Task directions:
The whole set of entries is to be restated word for word.

Records from a collection:
<<<<
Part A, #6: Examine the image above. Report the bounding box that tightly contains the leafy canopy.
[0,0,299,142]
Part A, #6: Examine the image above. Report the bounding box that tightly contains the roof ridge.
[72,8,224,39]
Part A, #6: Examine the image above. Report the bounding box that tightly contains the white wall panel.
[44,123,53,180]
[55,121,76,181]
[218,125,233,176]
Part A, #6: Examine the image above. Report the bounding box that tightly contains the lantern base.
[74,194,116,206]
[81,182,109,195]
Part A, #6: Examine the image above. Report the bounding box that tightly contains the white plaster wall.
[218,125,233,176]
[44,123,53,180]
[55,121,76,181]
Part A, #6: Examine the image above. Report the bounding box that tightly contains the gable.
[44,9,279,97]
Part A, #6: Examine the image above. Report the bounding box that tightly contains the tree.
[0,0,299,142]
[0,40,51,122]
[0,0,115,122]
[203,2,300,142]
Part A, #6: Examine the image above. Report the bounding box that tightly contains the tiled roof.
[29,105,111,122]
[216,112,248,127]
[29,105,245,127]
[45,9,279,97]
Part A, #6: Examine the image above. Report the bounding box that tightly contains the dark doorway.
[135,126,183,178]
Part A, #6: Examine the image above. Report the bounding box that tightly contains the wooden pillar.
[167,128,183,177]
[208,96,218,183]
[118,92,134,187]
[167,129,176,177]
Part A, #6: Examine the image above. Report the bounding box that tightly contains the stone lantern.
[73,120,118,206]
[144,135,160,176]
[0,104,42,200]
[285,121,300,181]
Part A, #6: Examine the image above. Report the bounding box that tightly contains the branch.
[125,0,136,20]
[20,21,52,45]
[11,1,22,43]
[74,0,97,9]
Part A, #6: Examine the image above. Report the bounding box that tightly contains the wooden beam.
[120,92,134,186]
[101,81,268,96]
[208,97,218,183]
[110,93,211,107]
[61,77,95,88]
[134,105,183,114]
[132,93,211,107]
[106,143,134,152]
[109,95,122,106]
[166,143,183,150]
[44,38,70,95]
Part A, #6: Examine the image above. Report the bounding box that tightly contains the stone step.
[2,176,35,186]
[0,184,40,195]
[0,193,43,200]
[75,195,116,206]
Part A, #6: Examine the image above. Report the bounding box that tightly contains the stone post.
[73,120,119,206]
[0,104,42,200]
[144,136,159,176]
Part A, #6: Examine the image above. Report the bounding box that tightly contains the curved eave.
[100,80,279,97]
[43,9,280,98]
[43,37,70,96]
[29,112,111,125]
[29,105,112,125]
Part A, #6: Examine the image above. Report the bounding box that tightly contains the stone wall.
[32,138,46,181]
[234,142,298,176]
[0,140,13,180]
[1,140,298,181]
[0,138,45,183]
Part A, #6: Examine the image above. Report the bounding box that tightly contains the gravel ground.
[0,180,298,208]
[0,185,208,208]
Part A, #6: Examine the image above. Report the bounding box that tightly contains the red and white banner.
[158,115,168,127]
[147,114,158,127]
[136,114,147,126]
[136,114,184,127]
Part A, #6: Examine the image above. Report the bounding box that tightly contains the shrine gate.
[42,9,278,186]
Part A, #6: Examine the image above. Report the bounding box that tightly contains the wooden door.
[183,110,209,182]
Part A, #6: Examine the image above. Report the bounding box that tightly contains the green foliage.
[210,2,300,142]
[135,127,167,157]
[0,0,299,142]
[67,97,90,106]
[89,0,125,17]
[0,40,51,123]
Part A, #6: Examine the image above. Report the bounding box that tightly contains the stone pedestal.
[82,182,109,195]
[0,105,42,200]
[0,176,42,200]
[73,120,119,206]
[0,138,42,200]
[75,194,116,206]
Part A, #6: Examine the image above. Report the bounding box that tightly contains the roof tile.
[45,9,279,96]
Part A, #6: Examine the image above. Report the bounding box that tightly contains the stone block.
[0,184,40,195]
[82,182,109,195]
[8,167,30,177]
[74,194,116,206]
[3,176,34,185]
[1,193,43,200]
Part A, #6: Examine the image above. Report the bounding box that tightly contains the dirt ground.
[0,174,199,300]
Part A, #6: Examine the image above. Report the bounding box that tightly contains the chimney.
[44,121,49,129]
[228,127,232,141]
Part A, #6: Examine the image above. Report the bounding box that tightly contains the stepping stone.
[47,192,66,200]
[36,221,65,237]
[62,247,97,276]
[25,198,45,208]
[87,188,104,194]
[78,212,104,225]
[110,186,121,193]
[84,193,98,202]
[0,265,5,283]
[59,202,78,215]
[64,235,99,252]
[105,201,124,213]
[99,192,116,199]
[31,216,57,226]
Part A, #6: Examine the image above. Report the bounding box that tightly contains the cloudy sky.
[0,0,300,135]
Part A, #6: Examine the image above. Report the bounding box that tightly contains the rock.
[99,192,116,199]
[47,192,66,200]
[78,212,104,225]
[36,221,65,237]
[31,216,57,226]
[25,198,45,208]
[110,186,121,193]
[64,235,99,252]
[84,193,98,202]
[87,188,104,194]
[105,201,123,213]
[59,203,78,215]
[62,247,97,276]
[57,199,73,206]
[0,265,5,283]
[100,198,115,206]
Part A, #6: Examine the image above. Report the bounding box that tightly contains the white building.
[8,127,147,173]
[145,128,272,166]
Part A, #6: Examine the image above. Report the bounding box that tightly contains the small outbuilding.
>>>>
Completed exercise:
Part A, #6: Examine the image above. Report the bounding box that tightly contains the leafy canopy.
[0,0,299,142]
Part A, #6: Examine the image above. Report the bounding box that tightly contains the roof ridge.
[72,8,224,39]
Part A, #6: Examine the image above. Report the bounding box that tightly contains the white wall panel.
[44,123,53,180]
[55,121,76,181]
[218,125,233,176]
Part A, #6: Examine the image above. Report the bounding box that tightly contains the lantern base.
[74,194,116,206]
[81,182,109,195]
Part A, #6: Examine the image above. Report the bounding box that tightly contains the white plaster wall.
[218,125,233,176]
[44,123,53,180]
[55,121,76,181]
Part A, #6: Examine the image above. Report the bounding box that tightly contains the gable.
[44,9,279,97]
Part A, #6: Examine the image above. Report the bounding box that tightly contains the tree.
[0,0,299,142]
[0,40,51,122]
[0,0,115,122]
[203,2,300,142]
Part A, #6: Examine the image above. Report the bounding box that tightly contains the tiled roof.
[29,105,111,122]
[216,112,248,127]
[29,105,245,127]
[45,9,279,97]
Part A, #6: Examine the image above. Report the bounding box that tightly contains the dark doorway.
[135,126,183,178]
Part A, #6: Examine the image above. Report the bounding box that tightly contains the wooden pillar.
[167,128,183,177]
[208,96,218,183]
[118,92,134,187]
[167,129,176,177]
Part A, #6: Examine the image above. Report the bounding box that tightly contains the stone lantern.
[73,120,118,206]
[144,135,160,176]
[0,104,42,200]
[285,121,300,181]
Part A, #6: Examine the image above. Report the bounding box that tightly contains the branch.
[125,0,136,20]
[20,21,52,45]
[11,1,22,43]
[74,0,97,9]
Part A, #6: Examine the image above. Report the bounding box that tightly contains the wooden beam.
[120,92,134,186]
[101,81,268,96]
[208,97,218,183]
[110,93,211,107]
[61,77,95,88]
[134,105,183,114]
[132,93,211,107]
[106,143,134,152]
[109,95,122,106]
[166,143,183,150]
[44,38,70,95]
Part A, #6: Examine the image above. Report the bounding box that tightly contains the stone step.
[2,176,35,186]
[0,184,40,195]
[0,193,43,200]
[75,195,116,206]
Part A, #6: Examine the image above. Report the bounding box that tightly contains the stone post.
[73,120,119,206]
[0,104,42,200]
[144,136,159,176]
Part A, #6: Examine the image above. Report the bounding box that tightly contains the curved eave.
[100,80,279,97]
[43,9,280,98]
[43,37,70,96]
[29,112,111,125]
[29,105,112,125]
Part A, #6: Examine the image above. Report the bounding box that tightly contains the stone wall.
[32,138,46,181]
[234,142,298,176]
[0,140,13,180]
[1,140,298,181]
[0,138,45,183]
Part A, #6: Examine the image above. Report the bounding box that tightly contains the gravel ground.
[0,180,298,208]
[0,185,208,208]
Part A, #6: Examine the image above. Report the bounding box that tightly contains the red and white banner.
[158,115,168,127]
[147,114,158,127]
[136,114,147,126]
[136,114,184,127]
Part A, #6: Examine the image above. Report the bounding box that tightly contains the shrine gate.
[42,9,278,186]
Part A, #6: Examine the image above. Report the bounding box that tightly contains the wooden door.
[183,110,209,182]
Part A, #6: Examine the image above. Report the bounding box that tightly contains the green foliage.
[210,2,300,142]
[135,127,167,157]
[0,0,299,142]
[67,97,90,106]
[89,0,125,17]
[0,40,51,123]
Part A, #6: Examine the image above. Report the bounding box that tightly contains the stone pedestal.
[82,182,109,195]
[0,105,42,200]
[0,176,42,200]
[73,120,119,206]
[0,138,42,200]
[75,194,116,206]
Part A, #6: Examine the image above. Report the bounding box that tightly contains the roof tile.
[45,9,279,96]
Part A, #6: Examine the image above. Report the bounding box that tightly contains the stone block.
[0,184,40,195]
[82,182,109,195]
[8,167,30,177]
[74,194,116,206]
[3,176,34,185]
[1,193,43,200]
Part A, #6: Examine the image above. Report the bounding box that tightly contains the dirt ground.
[0,174,199,300]
Part A, #6: Examine the image above. Report the bounding box that tightly contains the chimney.
[44,121,49,129]
[228,127,232,141]
Part A, #6: Examine the image above. Report the bounding box that tightly contains the stepping stone.
[47,192,66,200]
[36,221,65,237]
[62,247,97,276]
[25,198,45,208]
[87,188,104,194]
[78,212,104,225]
[110,186,121,193]
[84,193,98,202]
[0,265,5,283]
[59,202,78,215]
[64,235,99,252]
[105,201,124,213]
[99,192,116,199]
[31,216,57,226]
Part A, #6: Examine the image above. Report the bounding box that tightly contains the cloudy sky.
[0,0,300,135]
Part A, #6: Examine the image above. Report the bounding box that tightly contains the rock.
[99,192,116,199]
[47,192,66,200]
[78,212,104,225]
[36,221,65,237]
[31,216,57,226]
[25,198,45,208]
[110,186,121,193]
[64,235,99,252]
[84,193,98,202]
[87,188,104,194]
[105,201,123,213]
[59,203,78,215]
[62,247,97,276]
[57,199,73,206]
[0,265,5,283]
[100,198,115,206]
Part A, #6: Examine the image above. Report the bounding box that tightly contains the white building.
[8,127,147,173]
[145,128,272,166]
Part A, #6: Examine the image above. Report the bounding box that tightly contains the small outbuilding.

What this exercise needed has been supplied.